◆ **Your task**
Please go through the records below and keep only the lines that contain the word "mountain". Copy each of those lines in full, in the order they appear.

◆ **Given data**

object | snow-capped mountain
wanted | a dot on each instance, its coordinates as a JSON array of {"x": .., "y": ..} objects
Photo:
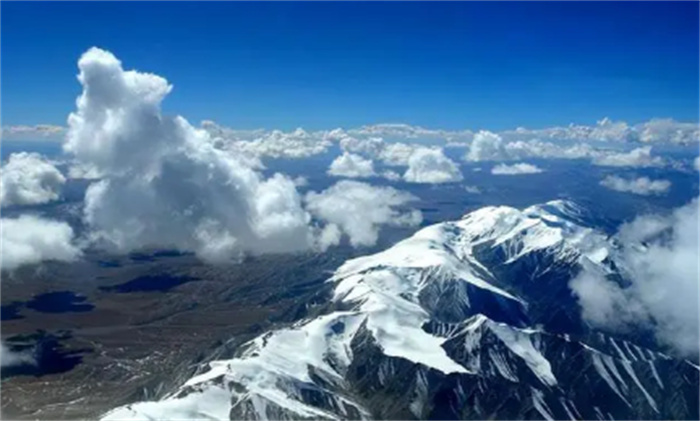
[{"x": 467, "y": 319}]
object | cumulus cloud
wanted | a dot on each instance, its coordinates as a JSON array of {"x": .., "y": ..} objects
[
  {"x": 167, "y": 184},
  {"x": 486, "y": 146},
  {"x": 538, "y": 149},
  {"x": 431, "y": 166},
  {"x": 366, "y": 146},
  {"x": 515, "y": 169},
  {"x": 638, "y": 157},
  {"x": 408, "y": 132},
  {"x": 398, "y": 154},
  {"x": 359, "y": 210},
  {"x": 351, "y": 166},
  {"x": 10, "y": 358},
  {"x": 29, "y": 179},
  {"x": 668, "y": 130},
  {"x": 391, "y": 175},
  {"x": 472, "y": 189},
  {"x": 29, "y": 240},
  {"x": 36, "y": 132},
  {"x": 607, "y": 130},
  {"x": 659, "y": 254},
  {"x": 641, "y": 186},
  {"x": 164, "y": 183},
  {"x": 259, "y": 143}
]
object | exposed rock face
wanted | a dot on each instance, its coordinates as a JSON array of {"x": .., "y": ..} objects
[{"x": 471, "y": 319}]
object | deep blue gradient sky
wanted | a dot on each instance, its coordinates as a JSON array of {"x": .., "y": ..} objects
[{"x": 323, "y": 65}]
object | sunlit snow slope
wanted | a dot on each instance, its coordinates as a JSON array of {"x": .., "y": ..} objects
[{"x": 465, "y": 319}]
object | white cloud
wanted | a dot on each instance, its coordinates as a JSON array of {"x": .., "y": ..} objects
[
  {"x": 164, "y": 182},
  {"x": 366, "y": 146},
  {"x": 398, "y": 154},
  {"x": 259, "y": 143},
  {"x": 9, "y": 358},
  {"x": 660, "y": 130},
  {"x": 486, "y": 146},
  {"x": 301, "y": 181},
  {"x": 37, "y": 132},
  {"x": 515, "y": 169},
  {"x": 660, "y": 256},
  {"x": 351, "y": 166},
  {"x": 408, "y": 132},
  {"x": 638, "y": 157},
  {"x": 642, "y": 185},
  {"x": 472, "y": 189},
  {"x": 29, "y": 179},
  {"x": 391, "y": 175},
  {"x": 431, "y": 166},
  {"x": 77, "y": 170},
  {"x": 29, "y": 239},
  {"x": 606, "y": 130},
  {"x": 358, "y": 210},
  {"x": 167, "y": 184},
  {"x": 538, "y": 149}
]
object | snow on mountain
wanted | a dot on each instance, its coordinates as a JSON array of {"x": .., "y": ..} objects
[{"x": 430, "y": 325}]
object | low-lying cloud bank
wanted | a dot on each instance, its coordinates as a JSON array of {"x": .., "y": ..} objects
[
  {"x": 166, "y": 184},
  {"x": 660, "y": 256},
  {"x": 10, "y": 358},
  {"x": 515, "y": 169},
  {"x": 358, "y": 210},
  {"x": 29, "y": 179},
  {"x": 351, "y": 166},
  {"x": 30, "y": 239},
  {"x": 431, "y": 166},
  {"x": 657, "y": 130},
  {"x": 643, "y": 186}
]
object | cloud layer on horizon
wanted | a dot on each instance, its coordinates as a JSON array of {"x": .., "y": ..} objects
[
  {"x": 29, "y": 179},
  {"x": 643, "y": 186},
  {"x": 519, "y": 168},
  {"x": 29, "y": 239}
]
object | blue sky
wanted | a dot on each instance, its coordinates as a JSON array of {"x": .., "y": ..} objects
[{"x": 323, "y": 65}]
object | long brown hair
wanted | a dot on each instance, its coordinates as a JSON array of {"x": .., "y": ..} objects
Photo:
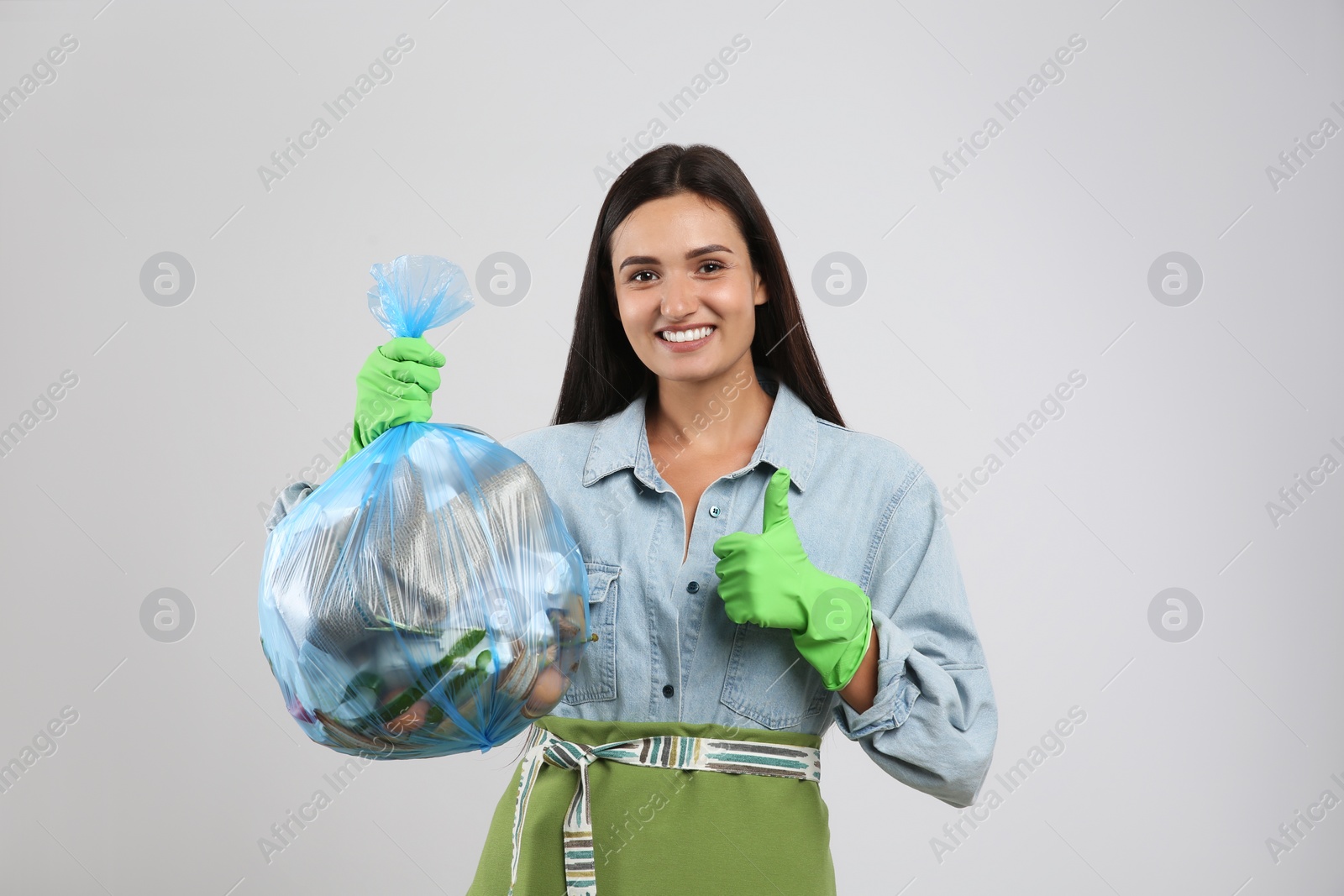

◆ **Answer**
object | snow-capped mountain
object | snow on mountain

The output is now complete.